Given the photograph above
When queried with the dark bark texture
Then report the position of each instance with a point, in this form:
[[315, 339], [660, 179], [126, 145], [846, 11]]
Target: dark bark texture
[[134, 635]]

TASK OBJECTIVE> The entire listing needs to be output again, exactly, please.

OUTPUT FOR THIS EXERCISE>
Given the photograph above
When queried with the dark bark texture
Then report the position of each instance with a point, in this form:
[[315, 339], [660, 179], [126, 145], [846, 11]]
Target: dark bark texture
[[134, 635]]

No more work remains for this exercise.